-- begin --
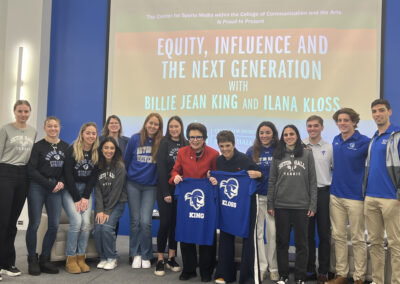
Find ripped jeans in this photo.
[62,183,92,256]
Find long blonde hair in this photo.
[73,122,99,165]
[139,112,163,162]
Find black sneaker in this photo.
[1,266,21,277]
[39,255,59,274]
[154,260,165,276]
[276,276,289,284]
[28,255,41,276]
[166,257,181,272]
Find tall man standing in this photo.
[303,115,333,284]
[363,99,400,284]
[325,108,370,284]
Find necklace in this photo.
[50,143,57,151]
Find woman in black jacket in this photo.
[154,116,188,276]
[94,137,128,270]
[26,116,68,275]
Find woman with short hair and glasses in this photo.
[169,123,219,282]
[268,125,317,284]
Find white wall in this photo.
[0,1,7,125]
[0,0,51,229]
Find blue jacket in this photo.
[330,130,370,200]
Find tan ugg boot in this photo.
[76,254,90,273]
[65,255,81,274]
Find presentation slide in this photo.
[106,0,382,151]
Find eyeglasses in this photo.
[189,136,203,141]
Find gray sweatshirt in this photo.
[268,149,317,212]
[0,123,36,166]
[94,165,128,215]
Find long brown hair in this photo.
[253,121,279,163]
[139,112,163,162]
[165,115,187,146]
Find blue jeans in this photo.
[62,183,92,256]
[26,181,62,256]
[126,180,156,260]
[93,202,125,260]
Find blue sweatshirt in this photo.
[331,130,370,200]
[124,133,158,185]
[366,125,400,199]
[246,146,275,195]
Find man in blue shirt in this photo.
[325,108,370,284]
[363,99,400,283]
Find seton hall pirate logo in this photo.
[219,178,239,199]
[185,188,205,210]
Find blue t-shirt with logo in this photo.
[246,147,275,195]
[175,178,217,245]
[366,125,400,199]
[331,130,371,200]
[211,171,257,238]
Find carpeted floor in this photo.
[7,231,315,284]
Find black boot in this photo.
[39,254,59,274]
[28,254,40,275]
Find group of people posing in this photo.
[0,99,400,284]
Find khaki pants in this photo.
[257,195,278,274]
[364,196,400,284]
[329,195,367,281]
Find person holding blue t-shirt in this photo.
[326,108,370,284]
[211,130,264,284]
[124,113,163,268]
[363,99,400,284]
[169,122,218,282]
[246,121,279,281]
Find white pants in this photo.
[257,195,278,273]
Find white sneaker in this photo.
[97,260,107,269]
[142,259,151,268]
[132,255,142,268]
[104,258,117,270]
-- end --
-- begin --
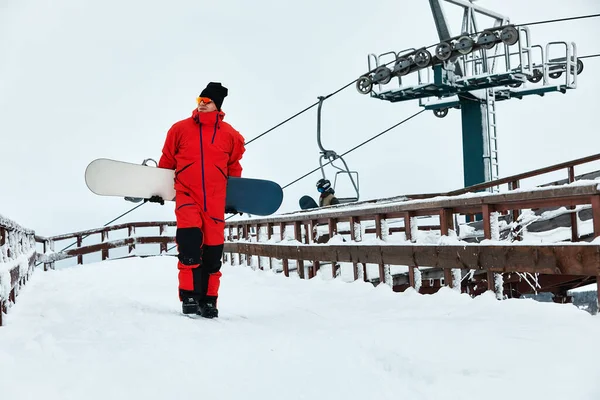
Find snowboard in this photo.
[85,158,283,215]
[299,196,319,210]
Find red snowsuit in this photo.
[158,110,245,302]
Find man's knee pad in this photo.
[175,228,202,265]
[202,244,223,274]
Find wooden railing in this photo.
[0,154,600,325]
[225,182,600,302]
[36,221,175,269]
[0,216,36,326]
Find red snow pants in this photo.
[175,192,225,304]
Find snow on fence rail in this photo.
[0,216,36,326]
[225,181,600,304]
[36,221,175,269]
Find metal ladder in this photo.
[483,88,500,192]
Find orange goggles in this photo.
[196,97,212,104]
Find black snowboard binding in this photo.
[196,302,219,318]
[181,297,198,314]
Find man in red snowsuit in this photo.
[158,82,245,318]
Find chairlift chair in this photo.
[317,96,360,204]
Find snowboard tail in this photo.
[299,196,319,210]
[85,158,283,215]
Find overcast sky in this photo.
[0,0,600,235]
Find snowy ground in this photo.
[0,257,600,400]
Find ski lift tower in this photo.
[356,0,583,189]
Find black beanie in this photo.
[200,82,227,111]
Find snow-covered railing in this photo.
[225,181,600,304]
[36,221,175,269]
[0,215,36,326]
-- end --
-- begin --
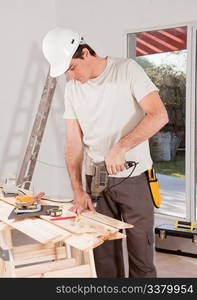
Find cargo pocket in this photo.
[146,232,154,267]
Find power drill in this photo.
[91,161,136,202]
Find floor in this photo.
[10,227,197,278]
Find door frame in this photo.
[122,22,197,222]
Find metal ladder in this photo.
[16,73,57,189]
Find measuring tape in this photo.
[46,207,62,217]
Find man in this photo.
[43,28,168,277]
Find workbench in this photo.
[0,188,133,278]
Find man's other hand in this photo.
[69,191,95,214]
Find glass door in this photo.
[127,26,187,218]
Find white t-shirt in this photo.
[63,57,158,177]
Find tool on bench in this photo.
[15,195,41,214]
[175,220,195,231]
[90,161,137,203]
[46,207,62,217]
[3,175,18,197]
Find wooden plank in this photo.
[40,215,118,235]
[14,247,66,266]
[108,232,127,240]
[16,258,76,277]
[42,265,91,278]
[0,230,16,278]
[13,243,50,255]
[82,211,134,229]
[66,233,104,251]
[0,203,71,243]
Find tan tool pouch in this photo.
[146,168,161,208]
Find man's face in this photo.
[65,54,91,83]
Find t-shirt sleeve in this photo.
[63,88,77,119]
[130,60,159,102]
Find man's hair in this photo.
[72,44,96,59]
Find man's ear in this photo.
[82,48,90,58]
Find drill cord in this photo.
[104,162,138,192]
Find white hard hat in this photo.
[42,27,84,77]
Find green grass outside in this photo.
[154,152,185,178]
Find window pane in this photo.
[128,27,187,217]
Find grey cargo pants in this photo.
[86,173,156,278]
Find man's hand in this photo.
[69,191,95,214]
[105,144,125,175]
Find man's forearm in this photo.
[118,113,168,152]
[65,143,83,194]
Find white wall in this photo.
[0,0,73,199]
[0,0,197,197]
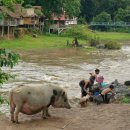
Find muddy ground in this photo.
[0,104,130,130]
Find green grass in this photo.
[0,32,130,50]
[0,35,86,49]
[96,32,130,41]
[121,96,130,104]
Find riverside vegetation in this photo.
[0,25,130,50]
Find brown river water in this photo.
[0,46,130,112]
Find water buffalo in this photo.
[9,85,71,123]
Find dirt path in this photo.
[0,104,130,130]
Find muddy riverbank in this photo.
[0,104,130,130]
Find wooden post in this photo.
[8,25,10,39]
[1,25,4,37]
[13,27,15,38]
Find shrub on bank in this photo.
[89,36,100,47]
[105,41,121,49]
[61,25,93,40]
-- end --
> _What to produce_
Reproduce the records as a numbered list, from the line containing "Find man's forearm in this photo." through the line containing "[61,25,93,40]", both lines included. Omit any blank lines, and leave the pictures out.

> _Answer to this problem_
1. Find man's forearm in this photo.
2. [118,113,168,152]
3. [65,143,83,194]
4. Find white wall in this photo.
5. [0,0,73,199]
6. [0,0,197,197]
7. Find muddy ground in this photo.
8. [0,104,130,130]
9. Find green grass in this photo.
10. [0,32,130,50]
11. [0,35,86,49]
12. [96,32,130,41]
13. [121,96,130,104]
14. Find riverside vegetation in this photo.
15. [0,25,130,50]
16. Find brown river water in this photo.
17. [0,46,130,112]
18. Find water buffalo in this photo.
19. [9,85,71,123]
20. Find dirt path in this photo.
21. [0,104,130,130]
22. Find muddy riverbank in this photo.
23. [0,104,130,130]
24. Find wooden post in this photo.
25. [8,25,10,39]
26. [1,25,4,37]
27. [13,27,15,38]
28. Find shrub on bank in this photo.
29. [89,36,100,47]
30. [105,41,121,49]
31. [61,25,93,40]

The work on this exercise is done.